Serverless Tapir


This blog post could start with a drawing of a tapir that has a pair of tiny angel wings and sits on a cloud. Unfortunately, I cannot draw. But I can code. So in this article will tell how to run a Tapir program with AWS Lambda and API Gateway.

Introduction

Tapir is an amazing scala framework that allows defining http endpoints as scala values. Let’s look at the example that I borrowed from the official documentation:

import sttp.tapir._
import sttp.tapir.json.circe._
import io.circe.generic.auto._

type Limit = Int
type AuthToken = String
case class BooksFromYear(genre: String, year: Int)
case class Book(title: String)

val booksListing: Endpoint[(BooksFromYear, Limit, AuthToken), String, List[Book], Nothing] = 
  endpoint
    .get
    .in(("books" / path[String]("genre") / path[Int]("year")).mapTo(BooksFromYear))
    .in(query[Limit]("limit").description("Maximum number of books to retrieve"))
    .in(header[AuthToken]("X-Auth-Token"))
    .errorOut(stringBody)
    .out(jsonBody[List[Book]])

This is a representation of a single endpoint with a noticeable feature that it does not have any logic attached. The endpoint is solely a description of input parameters and outputs like response bodies.

In order to make this definition runnable, we have to use an interpreter. Here is an example implementation in akka-http:

import sttp.tapir.server.akkahttp._
import akka.http.scaladsl.server.Route
import scala.concurrent.Future

val booksListingRoute: Route =
    booksListing.toRoute { case (bfy: BooksFromYear, limit: Limit, at: AuthToken) =>
      Future.successful(Right(List(Book("The Sorrows of Young Werther"))))
    }

The logic of the route is generic, there is no explicit use of the akka-http response codes or marshallers. There are in fact many options of server interpreters such as play, http4s, finatra and vert.x. However, these frameworks help only with writing the code. The next steps are most likely the docker packaging, the definition of the kubernetes manifests and deployment scripts.

### ITEMS
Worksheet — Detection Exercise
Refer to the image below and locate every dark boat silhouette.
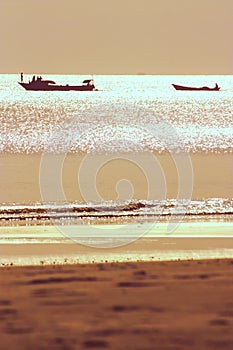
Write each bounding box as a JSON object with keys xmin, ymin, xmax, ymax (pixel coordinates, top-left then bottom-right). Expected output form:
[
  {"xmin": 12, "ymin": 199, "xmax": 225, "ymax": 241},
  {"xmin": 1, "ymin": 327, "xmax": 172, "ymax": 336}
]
[
  {"xmin": 19, "ymin": 73, "xmax": 97, "ymax": 91},
  {"xmin": 172, "ymin": 83, "xmax": 220, "ymax": 91}
]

### WHAT IS BEING ASKED
Reproduce the passage of the Tapir blog post above between "Introduction" and "class Book(title: String)", inclusive, word for word.

### THE ANSWER
Introduction

Tapir is an amazing scala framework that allows defining http endpoints as scala values. Let’s look at the example that I borrowed from the official documentation:

import sttp.tapir._
import sttp.tapir.json.circe._
import io.circe.generic.auto._

type Limit = Int
type AuthToken = String
case class BooksFromYear(genre: String, year: Int)
case class Book(title: String)